▶ _What is being asked_:
Count up the lines below that hold "dark", then give that count by itself.

====

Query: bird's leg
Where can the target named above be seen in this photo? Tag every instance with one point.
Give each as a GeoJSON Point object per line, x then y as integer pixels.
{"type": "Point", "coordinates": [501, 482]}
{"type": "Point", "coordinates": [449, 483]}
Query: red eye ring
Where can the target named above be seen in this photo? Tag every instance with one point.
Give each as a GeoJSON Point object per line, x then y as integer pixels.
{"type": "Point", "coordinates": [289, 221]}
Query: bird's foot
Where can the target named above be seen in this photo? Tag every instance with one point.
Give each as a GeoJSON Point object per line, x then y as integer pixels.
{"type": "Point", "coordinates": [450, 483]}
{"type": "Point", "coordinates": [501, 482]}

====

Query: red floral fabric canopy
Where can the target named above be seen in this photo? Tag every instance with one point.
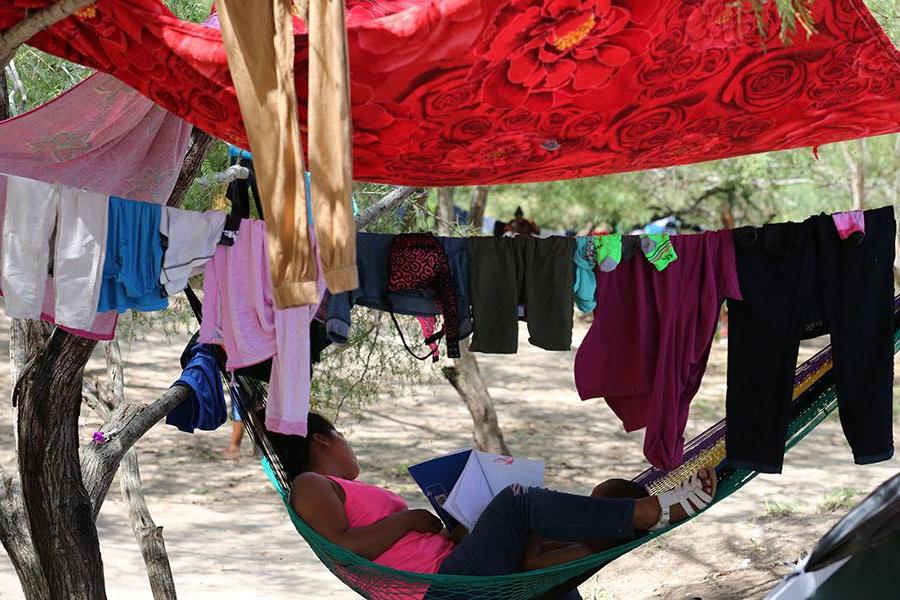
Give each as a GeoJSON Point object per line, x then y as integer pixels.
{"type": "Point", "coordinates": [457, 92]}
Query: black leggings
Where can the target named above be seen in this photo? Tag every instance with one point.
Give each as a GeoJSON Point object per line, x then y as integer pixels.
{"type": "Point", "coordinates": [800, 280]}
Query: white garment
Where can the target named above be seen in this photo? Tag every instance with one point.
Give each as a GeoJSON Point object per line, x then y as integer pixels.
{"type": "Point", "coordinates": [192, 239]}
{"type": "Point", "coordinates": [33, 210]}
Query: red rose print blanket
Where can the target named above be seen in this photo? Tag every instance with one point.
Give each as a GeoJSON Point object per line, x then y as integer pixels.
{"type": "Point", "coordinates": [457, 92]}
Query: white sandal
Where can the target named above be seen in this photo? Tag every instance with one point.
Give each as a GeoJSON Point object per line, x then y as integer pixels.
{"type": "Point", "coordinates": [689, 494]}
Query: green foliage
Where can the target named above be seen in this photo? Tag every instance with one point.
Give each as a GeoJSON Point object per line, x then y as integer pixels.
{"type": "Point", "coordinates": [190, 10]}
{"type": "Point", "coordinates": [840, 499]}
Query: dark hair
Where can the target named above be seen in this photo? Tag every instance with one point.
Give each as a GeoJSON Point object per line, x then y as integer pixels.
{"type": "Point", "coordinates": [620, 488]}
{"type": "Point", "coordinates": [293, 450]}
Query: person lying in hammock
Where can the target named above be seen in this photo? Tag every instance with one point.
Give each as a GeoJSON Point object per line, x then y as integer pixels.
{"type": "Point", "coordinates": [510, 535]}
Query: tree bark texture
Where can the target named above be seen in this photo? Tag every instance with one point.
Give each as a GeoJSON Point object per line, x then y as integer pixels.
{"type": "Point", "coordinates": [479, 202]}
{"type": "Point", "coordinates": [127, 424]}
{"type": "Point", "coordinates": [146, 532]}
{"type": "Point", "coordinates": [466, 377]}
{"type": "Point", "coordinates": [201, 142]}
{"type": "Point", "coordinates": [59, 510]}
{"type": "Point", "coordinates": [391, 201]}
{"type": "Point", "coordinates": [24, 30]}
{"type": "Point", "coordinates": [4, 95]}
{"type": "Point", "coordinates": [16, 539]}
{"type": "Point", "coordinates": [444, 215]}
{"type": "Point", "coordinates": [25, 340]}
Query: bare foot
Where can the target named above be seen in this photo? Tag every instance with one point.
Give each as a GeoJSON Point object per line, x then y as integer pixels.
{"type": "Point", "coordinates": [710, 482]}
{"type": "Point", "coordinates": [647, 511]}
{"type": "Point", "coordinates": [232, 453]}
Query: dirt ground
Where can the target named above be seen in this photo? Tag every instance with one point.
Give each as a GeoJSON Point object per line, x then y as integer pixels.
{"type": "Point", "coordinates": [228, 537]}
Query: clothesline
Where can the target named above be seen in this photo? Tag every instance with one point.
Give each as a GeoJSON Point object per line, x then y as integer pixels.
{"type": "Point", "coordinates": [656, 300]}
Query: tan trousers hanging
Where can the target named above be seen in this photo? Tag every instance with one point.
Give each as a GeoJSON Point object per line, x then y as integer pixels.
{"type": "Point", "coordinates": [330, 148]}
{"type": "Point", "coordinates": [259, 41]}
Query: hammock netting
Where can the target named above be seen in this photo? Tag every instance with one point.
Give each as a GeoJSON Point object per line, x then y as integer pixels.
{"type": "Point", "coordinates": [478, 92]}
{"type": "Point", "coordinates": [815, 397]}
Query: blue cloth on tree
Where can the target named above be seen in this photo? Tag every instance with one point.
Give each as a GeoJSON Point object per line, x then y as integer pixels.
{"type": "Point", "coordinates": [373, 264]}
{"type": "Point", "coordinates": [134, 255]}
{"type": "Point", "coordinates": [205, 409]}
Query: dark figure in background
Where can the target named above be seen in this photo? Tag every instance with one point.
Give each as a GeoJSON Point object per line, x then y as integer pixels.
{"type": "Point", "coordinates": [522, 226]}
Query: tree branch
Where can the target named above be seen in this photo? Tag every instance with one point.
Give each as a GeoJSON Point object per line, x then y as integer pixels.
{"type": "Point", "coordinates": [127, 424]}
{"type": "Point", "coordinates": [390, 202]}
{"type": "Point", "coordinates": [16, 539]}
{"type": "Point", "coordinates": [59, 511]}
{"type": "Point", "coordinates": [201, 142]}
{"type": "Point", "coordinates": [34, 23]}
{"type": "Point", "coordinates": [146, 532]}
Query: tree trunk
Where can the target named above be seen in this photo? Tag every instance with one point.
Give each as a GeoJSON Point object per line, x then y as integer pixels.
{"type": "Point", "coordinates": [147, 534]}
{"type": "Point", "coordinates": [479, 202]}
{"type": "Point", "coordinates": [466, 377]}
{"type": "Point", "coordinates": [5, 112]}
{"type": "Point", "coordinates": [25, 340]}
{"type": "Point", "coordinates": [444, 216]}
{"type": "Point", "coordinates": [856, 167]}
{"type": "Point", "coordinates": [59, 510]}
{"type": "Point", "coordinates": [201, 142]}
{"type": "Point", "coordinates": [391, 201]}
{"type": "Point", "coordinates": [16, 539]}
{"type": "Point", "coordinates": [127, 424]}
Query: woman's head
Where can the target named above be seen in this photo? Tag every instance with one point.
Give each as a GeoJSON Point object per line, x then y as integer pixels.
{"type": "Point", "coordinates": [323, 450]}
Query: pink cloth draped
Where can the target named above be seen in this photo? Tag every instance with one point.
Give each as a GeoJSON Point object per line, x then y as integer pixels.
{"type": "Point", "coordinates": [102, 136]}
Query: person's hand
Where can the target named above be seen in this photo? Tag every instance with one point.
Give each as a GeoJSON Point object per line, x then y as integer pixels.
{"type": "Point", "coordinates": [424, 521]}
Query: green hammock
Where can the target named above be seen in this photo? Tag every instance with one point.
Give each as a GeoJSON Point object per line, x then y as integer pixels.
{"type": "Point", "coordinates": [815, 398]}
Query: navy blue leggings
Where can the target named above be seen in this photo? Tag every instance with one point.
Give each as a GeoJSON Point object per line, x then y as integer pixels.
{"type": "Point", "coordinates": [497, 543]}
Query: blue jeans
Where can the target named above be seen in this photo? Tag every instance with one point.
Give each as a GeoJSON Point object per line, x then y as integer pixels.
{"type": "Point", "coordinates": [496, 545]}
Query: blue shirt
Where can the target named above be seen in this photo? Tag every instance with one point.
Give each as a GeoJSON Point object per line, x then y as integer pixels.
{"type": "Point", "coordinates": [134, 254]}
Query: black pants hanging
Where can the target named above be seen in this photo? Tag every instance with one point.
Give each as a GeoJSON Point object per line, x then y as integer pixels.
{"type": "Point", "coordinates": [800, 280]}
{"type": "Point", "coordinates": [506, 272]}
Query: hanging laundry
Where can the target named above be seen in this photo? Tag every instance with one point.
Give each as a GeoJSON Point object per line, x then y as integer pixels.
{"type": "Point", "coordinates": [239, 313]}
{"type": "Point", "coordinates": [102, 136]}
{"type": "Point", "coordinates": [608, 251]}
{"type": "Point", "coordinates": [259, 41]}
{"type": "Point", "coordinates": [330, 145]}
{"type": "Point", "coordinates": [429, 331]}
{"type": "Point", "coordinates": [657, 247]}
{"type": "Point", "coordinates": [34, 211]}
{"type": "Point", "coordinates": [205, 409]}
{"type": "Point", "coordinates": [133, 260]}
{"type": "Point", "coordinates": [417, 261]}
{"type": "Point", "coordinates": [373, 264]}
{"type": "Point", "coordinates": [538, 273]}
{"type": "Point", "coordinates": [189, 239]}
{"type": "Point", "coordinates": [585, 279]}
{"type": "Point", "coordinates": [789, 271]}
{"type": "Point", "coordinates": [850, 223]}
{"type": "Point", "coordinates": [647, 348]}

====

▶ _Answer box_:
2